### Task brief
In one to three sentences, explain what the preeclampsia text says may account for the divergent NO findings of other studies.

### Text

╭──

This study demonstrated a significant reduction in the level of NO^∙ with a corresponding significant increase in levels of L-arginine, ADMA, and 3-nitrotyrosine in pregnant women presenting with preeclampsia compared to normotensive pregnancy (Table 1). While both L-arginine and ADMA were significantly elevated in preeclampsia compared to normotensive pregnancy, the L-arginine/ADMA ratio in the preeclamptic women was significantly reduced. Reduced bioavailability of endothelial-derived NO^∙ is one of the first indications of endothelial dysfunction and has been linked to severe vascular pathologies [21]. There are contradictory reports on the levels of NO^∙ in relation to preeclampsia. The decreased NO^∙ levels observed in women with preeclampsia in our study agrees with the findings of some similar studies [22, 23]. Conversely, other studies observed significantly increased NO^∙ levels in preeclampsia compared to normal pregnancy [9, 24, 25], while others observed no change in NO^∙ levels compared to normal pregnancy [26, 27]. Particularly, a study conducted in Ghana by Adu-Bonsaffoh et al. [9] observed an elevated NO^∙ level in preeclampsia compared to normotensive pregnancy. The authors attributed the elevated NO^∙ levels to a dysregulated compensatory reaction to restore the generalized endothelial damage [9]. Our present study, however, did not only evaluate NO^∙ levels but also assessed the possible factors that could affect NO^∙ synthesis. It is likely that the divergent findings of the other studies may be attributed to the variances in the methods used in NO^∙ estimation, disease severity in the various study groups, and the gestational age at which NO^∙ was evaluated. However, it has been demonstrated that the concentrations of cyclic GMP are consistently reduced in preeclampsia, suggesting decreased NO^∙ bioactivity in preeclampsia [28].

The low NO^∙ levels observed in preeclampsia compared to healthy normotensive pregnancy in this study could be as a result of the endogenous inhibition of eNOS by ADMA. Consistent with previous findings [17, 23, 29–32], this study reports elevated ADMA in preeclamptic women (Table 1). Other studies [33–35], however, observed unchanged ADMA levels in preeclamptic women compared to normotensive pregnancy. It is noteworthy that at optimal concentration, ADMA has very minimal effects on eNOS activity. However, an elevated level of ADMA is capable of inhibiting the activity of eNOS [16]. Increased shear stress triggers ADMA synthesis, and elevated ADMA in hypertension may therefore be an epiphenomenon of high blood pressure [36].

╰──

### Free-text object descriptions
╭──

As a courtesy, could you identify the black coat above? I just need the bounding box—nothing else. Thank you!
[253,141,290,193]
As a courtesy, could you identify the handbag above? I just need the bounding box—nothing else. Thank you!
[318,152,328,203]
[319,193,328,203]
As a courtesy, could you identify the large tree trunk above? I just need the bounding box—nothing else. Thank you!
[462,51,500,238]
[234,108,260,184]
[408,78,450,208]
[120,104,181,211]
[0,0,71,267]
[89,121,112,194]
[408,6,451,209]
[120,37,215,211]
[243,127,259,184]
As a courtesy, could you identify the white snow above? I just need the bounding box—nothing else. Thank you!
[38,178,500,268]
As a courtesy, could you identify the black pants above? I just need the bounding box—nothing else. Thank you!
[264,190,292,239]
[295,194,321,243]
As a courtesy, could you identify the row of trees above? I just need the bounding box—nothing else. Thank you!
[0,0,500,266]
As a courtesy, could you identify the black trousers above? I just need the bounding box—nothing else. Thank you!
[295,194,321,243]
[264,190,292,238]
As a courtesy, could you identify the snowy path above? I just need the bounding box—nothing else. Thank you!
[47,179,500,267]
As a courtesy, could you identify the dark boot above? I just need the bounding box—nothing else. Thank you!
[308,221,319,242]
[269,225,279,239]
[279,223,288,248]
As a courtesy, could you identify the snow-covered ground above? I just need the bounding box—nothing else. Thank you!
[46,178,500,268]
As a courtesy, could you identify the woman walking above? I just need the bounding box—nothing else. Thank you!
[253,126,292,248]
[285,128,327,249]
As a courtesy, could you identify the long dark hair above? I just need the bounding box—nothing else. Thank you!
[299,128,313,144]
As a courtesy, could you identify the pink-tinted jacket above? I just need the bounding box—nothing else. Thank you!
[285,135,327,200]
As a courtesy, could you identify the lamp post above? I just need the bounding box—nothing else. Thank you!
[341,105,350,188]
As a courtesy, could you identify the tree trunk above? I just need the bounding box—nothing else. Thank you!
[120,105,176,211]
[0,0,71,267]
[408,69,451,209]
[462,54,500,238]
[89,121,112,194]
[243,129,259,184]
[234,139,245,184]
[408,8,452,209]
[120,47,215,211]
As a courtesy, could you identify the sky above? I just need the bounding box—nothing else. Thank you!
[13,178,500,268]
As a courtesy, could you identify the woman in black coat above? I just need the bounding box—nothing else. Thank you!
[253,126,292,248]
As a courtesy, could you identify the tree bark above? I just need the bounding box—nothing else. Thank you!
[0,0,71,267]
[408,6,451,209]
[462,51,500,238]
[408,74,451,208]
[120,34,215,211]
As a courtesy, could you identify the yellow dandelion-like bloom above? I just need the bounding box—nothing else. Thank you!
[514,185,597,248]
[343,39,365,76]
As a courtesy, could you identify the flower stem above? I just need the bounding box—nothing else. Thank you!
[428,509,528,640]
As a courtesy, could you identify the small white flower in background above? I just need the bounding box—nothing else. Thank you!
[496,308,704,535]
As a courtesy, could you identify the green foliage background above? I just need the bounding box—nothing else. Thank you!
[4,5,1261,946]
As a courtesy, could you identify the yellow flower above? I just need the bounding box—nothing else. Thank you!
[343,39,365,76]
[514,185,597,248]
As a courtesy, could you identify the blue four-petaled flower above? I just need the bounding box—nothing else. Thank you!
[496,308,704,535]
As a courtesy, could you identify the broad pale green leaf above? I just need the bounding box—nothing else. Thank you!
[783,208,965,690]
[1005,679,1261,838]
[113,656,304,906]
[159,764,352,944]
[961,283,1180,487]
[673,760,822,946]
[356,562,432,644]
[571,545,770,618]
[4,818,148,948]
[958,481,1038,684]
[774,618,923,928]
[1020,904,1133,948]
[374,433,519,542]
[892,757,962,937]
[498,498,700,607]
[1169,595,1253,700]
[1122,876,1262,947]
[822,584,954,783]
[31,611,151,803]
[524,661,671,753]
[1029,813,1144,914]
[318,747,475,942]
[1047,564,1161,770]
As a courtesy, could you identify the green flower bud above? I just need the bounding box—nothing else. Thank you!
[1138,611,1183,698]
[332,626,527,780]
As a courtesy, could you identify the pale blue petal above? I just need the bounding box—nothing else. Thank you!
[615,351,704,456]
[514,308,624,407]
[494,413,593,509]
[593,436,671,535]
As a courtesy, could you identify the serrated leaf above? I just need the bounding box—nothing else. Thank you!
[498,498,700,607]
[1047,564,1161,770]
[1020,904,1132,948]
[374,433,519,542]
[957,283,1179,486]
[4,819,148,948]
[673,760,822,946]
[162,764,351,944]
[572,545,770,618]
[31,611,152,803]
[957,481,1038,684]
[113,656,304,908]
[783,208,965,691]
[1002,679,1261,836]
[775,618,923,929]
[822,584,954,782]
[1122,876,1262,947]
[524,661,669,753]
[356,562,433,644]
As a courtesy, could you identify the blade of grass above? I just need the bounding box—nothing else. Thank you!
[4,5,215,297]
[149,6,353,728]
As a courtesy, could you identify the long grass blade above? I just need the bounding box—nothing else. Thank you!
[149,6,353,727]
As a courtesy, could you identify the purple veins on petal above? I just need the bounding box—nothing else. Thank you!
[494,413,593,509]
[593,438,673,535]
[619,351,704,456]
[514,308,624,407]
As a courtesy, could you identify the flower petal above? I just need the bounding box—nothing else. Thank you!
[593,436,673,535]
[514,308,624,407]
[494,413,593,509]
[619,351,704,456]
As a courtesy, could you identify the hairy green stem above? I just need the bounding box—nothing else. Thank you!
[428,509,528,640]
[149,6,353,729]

╰──

### Solution to this problem
The text says the divergent findings of other studies may come from differences in the methods used to estimate NO. It also points to differences in disease severity among the study groups and in the gestational age at which NO was evaluated.